● Excerpt provided
----------------

Sex, drugs and rock n’ roll.
There is such humor in recognizing the academic transgressions of educators.
Lust is one of the oldest sins known to Man, Beast, Martian and now… faux academics. It comes as no surprise then that this enduring sin and its kindred cosmic twin “prostitution” (the oldest economic occupation recorded), reign supreme in the hearts and minds of some university staff members. It doesn’t take a commission to call a spade a spade; accordingly, when you are caught with your skirt around your ankles and R80 000 in your pocket, the correct response is not: Makgoba sexually assaulted me.
In the past few weeks university staff have been too busy, alleging or rebutting accusations of sexual assault, to give a flying fig about the rapidly degenerating state of student welfare. While the pitiable student population is compelled to eek out an academic existence, with only a hope of attaining a semblance of academic nirvana, the horny pratts in the higher academic order play games such as: u-touched-my-ass-I-sue-you *snicker-snicker-drool* – which is evidently more important than the efficient management of the University. When will it be realized that it is not exactly blissful to get a news flash every time people at this university use their bodies as open commerce?
This promiscuous self-destructive trajectory has all the hallmarks of a rock n’ roll lifestyle. Allow me to elucidate by hypothesizing the conversation that led to the errant violation of the law: “Come on My Zulu Juliet, hook me up! There’s a pair of pink fluffy handcuffs and a leather whip in it for you if you pull if off,” cajoled an impassioned and endearing Rajah Romeo. “Oh baby! I’ll turn your pages if you turn mine for R80 000,” bargained the Zulu Juliet. The deed was done! The destruction of economic integrity; everything that Mother Teresa and Gandhi had lived and died for; and, the worth of our toil to obtain a degree, were all obliterated in that one salacious moment – throwing us into the primitive ages where darkness, discord, and disillusion menacingly shadow the broad sunlit path of education. Who knows what other evil lurks in the hearts of those in power at this intuition.

----------------

● Provided data
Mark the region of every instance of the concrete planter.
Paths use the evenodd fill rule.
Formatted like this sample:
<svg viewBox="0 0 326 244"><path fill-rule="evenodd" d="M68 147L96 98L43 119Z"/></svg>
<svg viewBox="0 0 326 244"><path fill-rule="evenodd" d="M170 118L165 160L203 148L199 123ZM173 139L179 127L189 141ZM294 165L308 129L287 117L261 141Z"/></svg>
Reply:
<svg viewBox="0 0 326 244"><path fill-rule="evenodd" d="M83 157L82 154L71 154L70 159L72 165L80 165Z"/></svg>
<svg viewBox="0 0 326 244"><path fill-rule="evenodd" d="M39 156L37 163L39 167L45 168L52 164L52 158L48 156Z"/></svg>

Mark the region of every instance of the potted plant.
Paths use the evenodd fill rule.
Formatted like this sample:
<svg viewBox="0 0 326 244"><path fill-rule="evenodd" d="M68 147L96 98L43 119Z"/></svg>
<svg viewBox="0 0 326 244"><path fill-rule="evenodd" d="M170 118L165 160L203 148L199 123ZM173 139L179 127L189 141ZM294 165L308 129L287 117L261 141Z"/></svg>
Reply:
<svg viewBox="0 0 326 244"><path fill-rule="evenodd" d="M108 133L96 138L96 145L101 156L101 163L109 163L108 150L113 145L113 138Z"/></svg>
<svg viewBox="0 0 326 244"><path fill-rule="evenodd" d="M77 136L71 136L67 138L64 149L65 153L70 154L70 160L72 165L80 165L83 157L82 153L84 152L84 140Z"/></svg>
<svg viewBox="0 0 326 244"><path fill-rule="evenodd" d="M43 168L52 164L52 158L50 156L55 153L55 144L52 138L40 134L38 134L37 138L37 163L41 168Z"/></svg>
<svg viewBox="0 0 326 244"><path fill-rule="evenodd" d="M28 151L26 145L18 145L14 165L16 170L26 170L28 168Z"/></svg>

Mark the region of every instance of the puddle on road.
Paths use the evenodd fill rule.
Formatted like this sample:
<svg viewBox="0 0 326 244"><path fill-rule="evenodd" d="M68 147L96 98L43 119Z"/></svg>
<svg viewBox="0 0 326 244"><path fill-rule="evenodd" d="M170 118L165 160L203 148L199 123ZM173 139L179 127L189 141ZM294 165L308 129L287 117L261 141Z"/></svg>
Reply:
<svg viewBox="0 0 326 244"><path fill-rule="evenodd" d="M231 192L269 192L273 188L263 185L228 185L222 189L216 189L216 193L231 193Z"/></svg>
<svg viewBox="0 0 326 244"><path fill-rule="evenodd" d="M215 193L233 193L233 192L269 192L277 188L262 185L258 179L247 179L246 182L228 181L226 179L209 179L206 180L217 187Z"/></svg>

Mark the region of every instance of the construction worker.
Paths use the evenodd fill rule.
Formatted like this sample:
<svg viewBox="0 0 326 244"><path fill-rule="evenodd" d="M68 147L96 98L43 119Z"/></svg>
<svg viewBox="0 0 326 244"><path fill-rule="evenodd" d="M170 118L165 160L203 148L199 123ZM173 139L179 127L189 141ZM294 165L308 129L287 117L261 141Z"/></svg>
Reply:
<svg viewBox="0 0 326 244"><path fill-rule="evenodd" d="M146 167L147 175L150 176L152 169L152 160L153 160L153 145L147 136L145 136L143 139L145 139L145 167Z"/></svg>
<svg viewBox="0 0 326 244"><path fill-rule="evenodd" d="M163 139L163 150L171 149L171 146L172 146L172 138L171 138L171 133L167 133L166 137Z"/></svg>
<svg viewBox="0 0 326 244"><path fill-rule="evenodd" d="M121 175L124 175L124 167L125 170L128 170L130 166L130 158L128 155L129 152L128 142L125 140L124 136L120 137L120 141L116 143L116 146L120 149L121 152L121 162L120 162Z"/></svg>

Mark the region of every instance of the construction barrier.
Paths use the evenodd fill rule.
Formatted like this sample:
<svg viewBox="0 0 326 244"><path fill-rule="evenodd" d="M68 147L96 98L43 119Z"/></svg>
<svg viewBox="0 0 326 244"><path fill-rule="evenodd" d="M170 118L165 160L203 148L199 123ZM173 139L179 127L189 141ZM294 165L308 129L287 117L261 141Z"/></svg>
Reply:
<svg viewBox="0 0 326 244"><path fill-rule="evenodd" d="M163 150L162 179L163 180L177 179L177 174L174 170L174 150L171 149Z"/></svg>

----------------

● Task list
A. Answer these questions about the column on university staff:
(i) What sum of money is said to be in the pocket of someone caught with a skirt around the ankles?
(ii) What does the column call "the oldest economic occupation recorded"?
(iii) Which two people are named as having lived and died for what was obliterated in "that one salacious moment"?
B. Duplicate the listing from the line containing "Mark the region of every instance of the construction worker." down to its final line, both ends included.
The column and the listing have no connection to each other.

● Set of answers
A.
(i) R80 000
(ii) Prostitution
(iii) Mother Teresa and Gandhi

B.
Mark the region of every instance of the construction worker.
Paths use the evenodd fill rule.
Formatted like this sample:
<svg viewBox="0 0 326 244"><path fill-rule="evenodd" d="M68 147L96 98L43 119Z"/></svg>
<svg viewBox="0 0 326 244"><path fill-rule="evenodd" d="M170 118L165 160L203 148L199 123ZM173 139L179 127L189 141ZM294 165L308 129L287 117L261 141Z"/></svg>
Reply:
<svg viewBox="0 0 326 244"><path fill-rule="evenodd" d="M146 167L147 175L150 176L152 169L152 160L153 160L153 145L147 136L145 136L143 139L145 139L145 167Z"/></svg>
<svg viewBox="0 0 326 244"><path fill-rule="evenodd" d="M163 139L163 150L171 149L171 146L172 146L172 138L171 138L171 133L167 133L166 137Z"/></svg>
<svg viewBox="0 0 326 244"><path fill-rule="evenodd" d="M121 175L124 175L124 167L125 170L128 170L130 166L130 158L128 155L129 152L128 142L125 140L124 136L120 137L120 141L116 143L116 146L120 149L121 152L121 162L120 162Z"/></svg>

Mark the region of every instance of the construction barrier.
Paths use the evenodd fill rule.
Formatted like this sample:
<svg viewBox="0 0 326 244"><path fill-rule="evenodd" d="M68 147L96 98L43 119Z"/></svg>
<svg viewBox="0 0 326 244"><path fill-rule="evenodd" d="M170 118L165 160L203 148L199 123ZM173 139L179 127L189 141ZM294 165L308 129L287 117L261 141Z"/></svg>
Reply:
<svg viewBox="0 0 326 244"><path fill-rule="evenodd" d="M163 150L162 179L163 180L177 179L177 174L174 170L174 150L171 149Z"/></svg>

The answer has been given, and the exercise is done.